Reproduce word for word the stretch of the material below that runs from the line containing "In this exercise you will indicate the stainless steel cooktop" through the line containing "In this exercise you will indicate the dark hardwood", with both of those lines included.
--- Records provided ---
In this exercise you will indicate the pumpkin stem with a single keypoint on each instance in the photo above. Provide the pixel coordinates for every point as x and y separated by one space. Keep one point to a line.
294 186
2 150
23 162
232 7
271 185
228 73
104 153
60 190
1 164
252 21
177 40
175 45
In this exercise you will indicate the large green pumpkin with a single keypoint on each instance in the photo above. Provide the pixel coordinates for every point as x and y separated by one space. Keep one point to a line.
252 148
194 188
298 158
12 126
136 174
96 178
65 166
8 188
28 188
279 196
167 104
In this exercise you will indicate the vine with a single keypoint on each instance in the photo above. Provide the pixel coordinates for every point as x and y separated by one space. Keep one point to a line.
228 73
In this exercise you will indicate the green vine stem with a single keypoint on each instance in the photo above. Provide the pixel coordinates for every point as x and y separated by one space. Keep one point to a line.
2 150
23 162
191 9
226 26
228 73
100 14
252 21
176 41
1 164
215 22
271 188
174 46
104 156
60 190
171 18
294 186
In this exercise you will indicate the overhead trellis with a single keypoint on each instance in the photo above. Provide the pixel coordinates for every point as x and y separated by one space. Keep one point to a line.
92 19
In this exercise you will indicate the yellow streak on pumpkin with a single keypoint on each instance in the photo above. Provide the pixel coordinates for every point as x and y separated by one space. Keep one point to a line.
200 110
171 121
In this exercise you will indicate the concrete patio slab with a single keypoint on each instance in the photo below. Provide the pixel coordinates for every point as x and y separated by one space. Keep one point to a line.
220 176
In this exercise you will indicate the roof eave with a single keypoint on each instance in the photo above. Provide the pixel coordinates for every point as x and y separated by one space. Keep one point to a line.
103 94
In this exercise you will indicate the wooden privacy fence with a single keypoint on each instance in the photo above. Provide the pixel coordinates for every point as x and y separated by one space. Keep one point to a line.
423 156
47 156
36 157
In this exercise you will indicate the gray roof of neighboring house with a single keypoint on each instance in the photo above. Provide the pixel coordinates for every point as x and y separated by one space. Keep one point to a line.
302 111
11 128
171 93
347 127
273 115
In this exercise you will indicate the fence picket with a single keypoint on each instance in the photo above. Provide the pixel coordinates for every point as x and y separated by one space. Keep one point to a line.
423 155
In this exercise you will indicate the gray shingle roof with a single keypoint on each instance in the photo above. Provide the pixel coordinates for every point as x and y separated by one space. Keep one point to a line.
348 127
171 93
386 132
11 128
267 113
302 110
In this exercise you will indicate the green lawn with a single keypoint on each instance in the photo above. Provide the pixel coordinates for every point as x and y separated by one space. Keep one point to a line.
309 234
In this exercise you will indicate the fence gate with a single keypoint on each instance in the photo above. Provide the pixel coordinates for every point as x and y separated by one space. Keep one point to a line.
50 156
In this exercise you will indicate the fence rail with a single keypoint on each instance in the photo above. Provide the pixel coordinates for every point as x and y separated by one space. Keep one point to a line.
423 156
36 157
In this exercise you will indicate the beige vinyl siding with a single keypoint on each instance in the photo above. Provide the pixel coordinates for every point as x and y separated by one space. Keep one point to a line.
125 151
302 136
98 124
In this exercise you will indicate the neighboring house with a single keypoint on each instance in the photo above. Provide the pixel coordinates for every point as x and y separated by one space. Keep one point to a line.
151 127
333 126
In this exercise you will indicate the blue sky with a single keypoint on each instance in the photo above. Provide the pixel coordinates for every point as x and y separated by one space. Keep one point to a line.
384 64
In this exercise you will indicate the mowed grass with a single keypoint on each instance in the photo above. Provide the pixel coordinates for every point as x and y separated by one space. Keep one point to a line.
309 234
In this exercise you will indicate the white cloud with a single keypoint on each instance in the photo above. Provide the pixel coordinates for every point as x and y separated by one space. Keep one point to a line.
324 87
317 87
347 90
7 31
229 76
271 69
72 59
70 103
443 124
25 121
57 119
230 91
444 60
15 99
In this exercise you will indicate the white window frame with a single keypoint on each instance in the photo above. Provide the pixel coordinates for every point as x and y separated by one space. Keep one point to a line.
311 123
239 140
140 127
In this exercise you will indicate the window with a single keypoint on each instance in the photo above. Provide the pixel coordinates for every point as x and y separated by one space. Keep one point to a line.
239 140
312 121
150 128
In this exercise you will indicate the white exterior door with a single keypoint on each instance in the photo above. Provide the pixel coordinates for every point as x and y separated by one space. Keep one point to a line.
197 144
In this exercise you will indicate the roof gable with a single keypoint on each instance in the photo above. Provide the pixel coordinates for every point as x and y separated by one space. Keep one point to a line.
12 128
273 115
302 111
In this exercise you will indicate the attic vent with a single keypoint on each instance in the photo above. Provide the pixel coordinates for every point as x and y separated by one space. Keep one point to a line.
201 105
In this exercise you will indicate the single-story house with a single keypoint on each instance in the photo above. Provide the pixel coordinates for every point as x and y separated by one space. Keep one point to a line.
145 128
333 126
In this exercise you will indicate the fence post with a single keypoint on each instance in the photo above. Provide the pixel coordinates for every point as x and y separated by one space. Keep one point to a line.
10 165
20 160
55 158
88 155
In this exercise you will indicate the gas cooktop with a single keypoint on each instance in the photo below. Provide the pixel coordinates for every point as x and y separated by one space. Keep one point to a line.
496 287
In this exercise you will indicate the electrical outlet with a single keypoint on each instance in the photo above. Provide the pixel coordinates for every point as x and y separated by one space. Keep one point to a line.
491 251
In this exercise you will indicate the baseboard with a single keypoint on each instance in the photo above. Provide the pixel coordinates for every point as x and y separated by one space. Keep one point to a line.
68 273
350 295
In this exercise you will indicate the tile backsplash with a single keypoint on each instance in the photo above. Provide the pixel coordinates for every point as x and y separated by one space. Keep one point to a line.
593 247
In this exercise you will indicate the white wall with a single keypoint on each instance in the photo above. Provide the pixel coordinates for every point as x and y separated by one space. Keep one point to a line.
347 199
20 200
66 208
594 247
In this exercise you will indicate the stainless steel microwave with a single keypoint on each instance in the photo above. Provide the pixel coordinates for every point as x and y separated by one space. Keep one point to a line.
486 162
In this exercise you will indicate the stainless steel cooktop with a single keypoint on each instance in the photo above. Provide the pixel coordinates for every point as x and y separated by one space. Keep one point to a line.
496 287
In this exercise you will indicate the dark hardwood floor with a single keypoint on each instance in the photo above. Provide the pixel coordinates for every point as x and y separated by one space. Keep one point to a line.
---
--- Records provided ---
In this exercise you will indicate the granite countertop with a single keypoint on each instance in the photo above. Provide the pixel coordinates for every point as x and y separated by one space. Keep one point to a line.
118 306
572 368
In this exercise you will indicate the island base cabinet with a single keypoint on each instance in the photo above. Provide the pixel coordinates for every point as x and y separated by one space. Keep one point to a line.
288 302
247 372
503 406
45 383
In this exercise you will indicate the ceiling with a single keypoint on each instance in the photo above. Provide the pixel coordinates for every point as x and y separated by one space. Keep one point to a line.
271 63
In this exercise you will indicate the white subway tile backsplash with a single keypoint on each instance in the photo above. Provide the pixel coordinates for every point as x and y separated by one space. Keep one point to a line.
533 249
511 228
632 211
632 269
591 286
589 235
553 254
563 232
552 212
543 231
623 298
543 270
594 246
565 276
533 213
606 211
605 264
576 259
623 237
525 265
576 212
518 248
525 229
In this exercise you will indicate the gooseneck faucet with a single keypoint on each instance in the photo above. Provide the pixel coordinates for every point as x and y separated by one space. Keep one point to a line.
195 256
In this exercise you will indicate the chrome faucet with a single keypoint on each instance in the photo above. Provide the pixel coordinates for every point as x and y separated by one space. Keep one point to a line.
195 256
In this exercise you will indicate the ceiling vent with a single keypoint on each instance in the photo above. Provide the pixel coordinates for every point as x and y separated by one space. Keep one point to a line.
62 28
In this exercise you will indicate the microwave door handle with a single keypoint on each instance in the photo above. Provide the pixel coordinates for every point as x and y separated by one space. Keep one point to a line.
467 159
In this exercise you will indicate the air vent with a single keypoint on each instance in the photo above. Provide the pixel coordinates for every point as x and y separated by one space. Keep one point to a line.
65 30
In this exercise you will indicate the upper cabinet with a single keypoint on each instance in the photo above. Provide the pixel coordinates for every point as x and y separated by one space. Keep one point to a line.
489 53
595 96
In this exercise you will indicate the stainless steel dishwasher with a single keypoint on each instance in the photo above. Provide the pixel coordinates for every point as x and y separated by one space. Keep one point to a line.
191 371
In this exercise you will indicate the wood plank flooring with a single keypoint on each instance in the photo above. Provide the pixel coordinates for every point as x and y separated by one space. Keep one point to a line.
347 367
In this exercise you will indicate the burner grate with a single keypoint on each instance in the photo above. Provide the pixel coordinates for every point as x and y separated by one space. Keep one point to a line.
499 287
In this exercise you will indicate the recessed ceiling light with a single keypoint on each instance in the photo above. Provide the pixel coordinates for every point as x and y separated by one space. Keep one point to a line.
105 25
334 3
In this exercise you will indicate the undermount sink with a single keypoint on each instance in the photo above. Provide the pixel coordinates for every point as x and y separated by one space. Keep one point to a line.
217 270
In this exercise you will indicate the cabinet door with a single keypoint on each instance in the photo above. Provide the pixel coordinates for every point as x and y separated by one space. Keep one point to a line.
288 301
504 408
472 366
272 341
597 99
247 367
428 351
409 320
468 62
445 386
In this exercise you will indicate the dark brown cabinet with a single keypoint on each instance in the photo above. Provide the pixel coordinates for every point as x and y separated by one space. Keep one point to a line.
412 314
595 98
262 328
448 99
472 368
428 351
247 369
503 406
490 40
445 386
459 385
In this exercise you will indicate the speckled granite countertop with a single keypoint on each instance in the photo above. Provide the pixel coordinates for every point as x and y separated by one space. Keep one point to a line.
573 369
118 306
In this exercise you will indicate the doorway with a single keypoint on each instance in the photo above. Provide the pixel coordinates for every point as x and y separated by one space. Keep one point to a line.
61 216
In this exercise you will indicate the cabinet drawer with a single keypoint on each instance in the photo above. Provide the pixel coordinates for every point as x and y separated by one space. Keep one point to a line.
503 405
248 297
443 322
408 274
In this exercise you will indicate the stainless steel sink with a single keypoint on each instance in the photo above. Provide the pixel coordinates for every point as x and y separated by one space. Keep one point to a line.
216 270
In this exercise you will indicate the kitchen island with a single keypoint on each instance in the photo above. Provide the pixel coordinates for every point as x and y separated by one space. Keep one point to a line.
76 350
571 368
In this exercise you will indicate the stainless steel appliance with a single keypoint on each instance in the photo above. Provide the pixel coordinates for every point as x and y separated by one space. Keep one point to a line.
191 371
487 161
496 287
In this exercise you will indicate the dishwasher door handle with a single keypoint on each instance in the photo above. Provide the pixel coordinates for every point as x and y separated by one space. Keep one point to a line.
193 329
---
--- Records provided ---
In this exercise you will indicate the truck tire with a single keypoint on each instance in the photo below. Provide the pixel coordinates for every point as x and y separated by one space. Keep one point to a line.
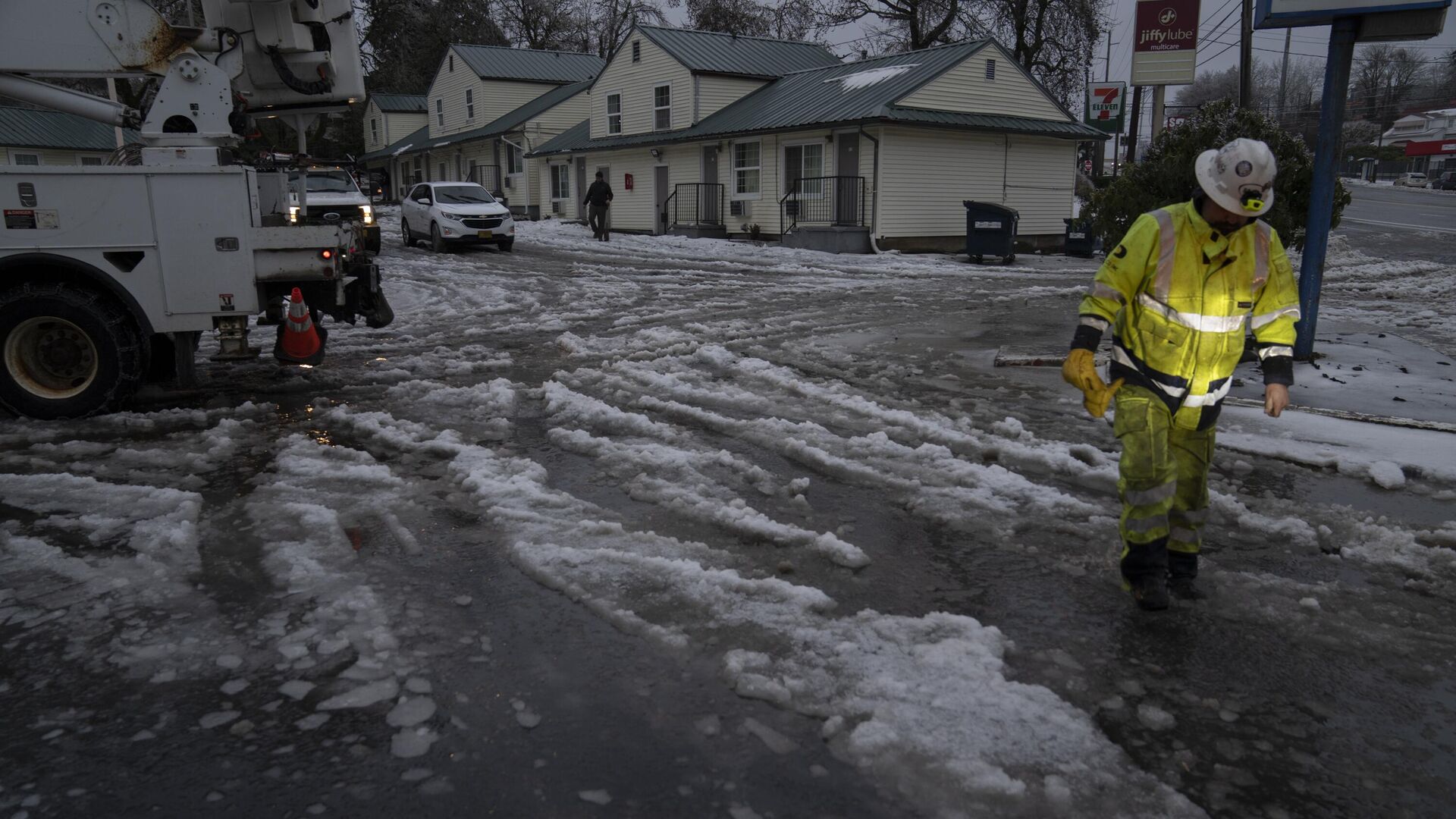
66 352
---
### [Solution]
In this exercise you will indicate the stainless steel cooktop with a single keypoint on each instance in the photo above. Provide the pixel coordinates for every point as x and y separated by one space. Keep one point to a line.
496 287
In this exercise you will indicate the dark hardwood floor with a single keypoint on each instance in the photo above. Provide the pixel coordinates for every point as x and y separated by one space. Keep one point to a line.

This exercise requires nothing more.